:: Task goal ::
The required output is a copy of each line in the material below that includes "track".

:: Supplied entries ::
· · · ·

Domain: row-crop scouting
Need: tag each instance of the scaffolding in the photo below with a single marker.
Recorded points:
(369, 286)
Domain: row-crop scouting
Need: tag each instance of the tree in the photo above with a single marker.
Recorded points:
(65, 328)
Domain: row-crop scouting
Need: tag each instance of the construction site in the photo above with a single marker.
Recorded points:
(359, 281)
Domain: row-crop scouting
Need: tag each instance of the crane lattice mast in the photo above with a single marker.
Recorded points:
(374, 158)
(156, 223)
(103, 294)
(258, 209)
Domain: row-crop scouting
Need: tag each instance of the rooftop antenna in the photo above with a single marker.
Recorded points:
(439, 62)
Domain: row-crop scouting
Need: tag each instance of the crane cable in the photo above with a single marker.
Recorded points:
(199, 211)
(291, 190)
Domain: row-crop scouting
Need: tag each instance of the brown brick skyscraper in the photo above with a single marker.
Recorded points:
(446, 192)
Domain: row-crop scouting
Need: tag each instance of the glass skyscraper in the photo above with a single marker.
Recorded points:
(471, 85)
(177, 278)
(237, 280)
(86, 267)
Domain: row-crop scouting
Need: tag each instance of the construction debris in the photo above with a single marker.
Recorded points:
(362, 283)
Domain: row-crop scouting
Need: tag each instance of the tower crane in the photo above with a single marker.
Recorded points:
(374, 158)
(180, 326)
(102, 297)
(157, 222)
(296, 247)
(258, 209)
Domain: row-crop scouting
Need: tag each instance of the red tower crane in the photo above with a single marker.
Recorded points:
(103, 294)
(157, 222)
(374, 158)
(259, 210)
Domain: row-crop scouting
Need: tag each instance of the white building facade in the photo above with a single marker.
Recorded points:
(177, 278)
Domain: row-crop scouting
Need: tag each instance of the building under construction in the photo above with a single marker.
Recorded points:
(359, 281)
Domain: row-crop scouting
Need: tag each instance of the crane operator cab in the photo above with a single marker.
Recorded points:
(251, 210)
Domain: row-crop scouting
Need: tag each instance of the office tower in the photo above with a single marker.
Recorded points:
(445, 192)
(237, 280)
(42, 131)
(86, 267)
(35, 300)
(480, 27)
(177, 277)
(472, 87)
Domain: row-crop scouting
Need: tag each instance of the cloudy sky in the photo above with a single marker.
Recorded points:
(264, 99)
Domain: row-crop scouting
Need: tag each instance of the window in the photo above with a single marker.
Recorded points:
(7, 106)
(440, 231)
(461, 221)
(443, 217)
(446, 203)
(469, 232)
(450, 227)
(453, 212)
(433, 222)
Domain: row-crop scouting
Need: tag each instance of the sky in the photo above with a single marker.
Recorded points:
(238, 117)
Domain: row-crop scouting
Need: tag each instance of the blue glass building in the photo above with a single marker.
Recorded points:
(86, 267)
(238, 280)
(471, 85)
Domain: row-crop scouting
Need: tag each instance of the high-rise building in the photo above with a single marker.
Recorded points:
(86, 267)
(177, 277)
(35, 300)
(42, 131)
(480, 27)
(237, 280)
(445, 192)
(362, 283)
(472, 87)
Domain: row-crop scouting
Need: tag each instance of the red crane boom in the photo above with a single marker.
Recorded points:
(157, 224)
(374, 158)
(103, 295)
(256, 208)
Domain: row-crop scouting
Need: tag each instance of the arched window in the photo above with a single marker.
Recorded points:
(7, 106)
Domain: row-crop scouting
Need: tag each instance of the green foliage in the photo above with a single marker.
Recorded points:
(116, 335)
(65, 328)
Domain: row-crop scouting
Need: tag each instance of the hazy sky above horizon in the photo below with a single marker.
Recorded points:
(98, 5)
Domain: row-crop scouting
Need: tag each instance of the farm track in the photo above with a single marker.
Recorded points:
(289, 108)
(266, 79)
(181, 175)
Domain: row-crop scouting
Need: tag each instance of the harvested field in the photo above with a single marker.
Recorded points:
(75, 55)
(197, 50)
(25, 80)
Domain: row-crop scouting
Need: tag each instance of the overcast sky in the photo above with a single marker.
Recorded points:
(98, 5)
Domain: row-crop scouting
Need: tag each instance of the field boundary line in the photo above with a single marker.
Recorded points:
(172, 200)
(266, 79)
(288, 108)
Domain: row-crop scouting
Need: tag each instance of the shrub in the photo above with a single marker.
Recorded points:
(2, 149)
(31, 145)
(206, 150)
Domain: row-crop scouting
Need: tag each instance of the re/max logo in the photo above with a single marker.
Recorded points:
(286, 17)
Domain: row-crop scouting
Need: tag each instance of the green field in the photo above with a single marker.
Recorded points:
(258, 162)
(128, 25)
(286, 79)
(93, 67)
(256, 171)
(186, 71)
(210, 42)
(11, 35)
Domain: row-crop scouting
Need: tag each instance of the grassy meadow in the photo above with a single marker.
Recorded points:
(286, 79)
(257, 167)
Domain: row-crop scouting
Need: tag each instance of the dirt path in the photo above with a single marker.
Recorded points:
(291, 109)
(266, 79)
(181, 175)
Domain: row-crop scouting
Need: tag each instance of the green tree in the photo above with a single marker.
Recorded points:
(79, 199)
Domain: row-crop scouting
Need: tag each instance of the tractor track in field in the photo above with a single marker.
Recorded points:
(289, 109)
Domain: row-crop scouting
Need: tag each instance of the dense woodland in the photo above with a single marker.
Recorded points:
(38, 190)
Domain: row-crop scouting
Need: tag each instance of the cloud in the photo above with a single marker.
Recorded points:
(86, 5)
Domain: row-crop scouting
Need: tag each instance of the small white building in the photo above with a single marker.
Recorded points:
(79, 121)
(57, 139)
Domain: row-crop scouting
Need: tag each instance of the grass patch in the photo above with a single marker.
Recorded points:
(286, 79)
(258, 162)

· · · ·

:: Response to this exercise ::
Need: tag each instance of the farm track in the photo above with a single marker.
Need: tag each instance of the tractor track in field in the photo above with a single marker.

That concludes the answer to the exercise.